[Object location annotation data]
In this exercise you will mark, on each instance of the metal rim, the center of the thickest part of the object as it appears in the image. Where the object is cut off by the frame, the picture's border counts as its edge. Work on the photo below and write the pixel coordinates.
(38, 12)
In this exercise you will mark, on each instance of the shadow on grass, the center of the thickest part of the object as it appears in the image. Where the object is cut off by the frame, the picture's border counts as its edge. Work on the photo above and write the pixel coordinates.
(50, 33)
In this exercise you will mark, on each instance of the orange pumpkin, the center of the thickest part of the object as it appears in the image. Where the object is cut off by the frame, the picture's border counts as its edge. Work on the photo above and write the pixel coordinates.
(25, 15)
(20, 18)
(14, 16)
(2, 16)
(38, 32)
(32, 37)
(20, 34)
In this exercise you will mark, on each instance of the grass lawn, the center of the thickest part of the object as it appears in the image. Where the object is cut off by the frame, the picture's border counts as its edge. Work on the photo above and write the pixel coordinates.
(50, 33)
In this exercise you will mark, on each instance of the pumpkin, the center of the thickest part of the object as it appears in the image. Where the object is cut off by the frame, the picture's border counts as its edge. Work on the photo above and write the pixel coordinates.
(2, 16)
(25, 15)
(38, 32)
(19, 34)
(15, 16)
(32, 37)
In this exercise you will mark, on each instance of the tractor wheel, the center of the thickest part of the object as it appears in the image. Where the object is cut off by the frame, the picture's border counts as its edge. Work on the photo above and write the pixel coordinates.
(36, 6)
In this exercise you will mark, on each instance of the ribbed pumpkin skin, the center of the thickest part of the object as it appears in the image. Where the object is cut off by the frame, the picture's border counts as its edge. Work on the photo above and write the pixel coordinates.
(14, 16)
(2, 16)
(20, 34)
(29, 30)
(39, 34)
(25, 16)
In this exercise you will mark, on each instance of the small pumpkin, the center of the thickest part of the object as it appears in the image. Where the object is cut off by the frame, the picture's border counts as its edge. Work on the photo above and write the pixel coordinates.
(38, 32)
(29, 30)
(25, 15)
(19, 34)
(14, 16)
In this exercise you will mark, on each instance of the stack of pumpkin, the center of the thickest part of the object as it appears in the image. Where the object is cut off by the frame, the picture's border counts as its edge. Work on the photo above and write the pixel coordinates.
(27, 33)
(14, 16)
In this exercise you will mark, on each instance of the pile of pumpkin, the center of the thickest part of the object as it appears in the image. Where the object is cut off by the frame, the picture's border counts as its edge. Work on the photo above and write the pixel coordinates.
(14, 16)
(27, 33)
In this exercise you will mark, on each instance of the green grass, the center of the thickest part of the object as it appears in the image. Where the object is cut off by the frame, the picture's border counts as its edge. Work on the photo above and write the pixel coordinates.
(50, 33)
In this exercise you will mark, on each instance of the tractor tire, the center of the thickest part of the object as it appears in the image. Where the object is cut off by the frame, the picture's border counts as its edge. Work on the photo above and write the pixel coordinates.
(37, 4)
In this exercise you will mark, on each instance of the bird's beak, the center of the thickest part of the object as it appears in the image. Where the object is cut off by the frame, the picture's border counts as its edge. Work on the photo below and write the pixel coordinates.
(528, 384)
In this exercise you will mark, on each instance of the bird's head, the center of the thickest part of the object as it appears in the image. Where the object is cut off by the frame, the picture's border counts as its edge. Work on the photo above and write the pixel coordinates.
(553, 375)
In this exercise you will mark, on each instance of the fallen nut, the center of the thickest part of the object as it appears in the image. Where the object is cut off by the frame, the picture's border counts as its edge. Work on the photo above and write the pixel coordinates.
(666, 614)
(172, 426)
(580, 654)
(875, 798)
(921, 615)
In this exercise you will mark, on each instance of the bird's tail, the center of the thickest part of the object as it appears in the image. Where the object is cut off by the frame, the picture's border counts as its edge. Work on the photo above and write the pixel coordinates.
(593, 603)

What you should do:
Rescale the rows starting at the row that contains "tractor tire, the" and ending at the last row, and write each one out again with its request. Multiply every coordinate in the answers by 1.85 and round to the nearest whole number, with halves rounded up.

Solution:
In this exercise you will mark, on each instance of the tractor tire, the center of the thickest part of the object as it appears in the image. Where the object is cut off by the frame, the picture's border counts as its edge. Work on the photo above and write the pixel coordinates.
(68, 7)
In this exercise you will mark, on each instance of the bird's beak, the center of the thickest part of the object as it appears in the image. Where the object is cut off by the frame, the picture's border counts as its edge. Work on the photo below and write the pixel coordinates.
(977, 710)
In this exercise you will mark, on each instance of the bird's head, the center of the thickest part of the object as it appears in the image. Where the object is cut off by the frame, the picture's border counts as its edge. Work on the photo above and write the pixel coordinates.
(1023, 694)
In this exercise you will mark, on each instance of the fallen nut, the center of the thickest part of the object as it appears in the image. Where the object is cut off by the frame, the picture's border counts as its edge. Work on the photo above and write the pixel coordinates.
(1232, 1136)
(318, 788)
(1073, 1210)
(1619, 1476)
(1704, 1138)
In this exercise you will mark, on each instance of the bird's tail, the center of the thickest part of the object as it appears in the image. Where the object is cut off by the frame, the picture's border counts as its edge. Work on the photo above and write the pixel coordinates.
(1097, 1116)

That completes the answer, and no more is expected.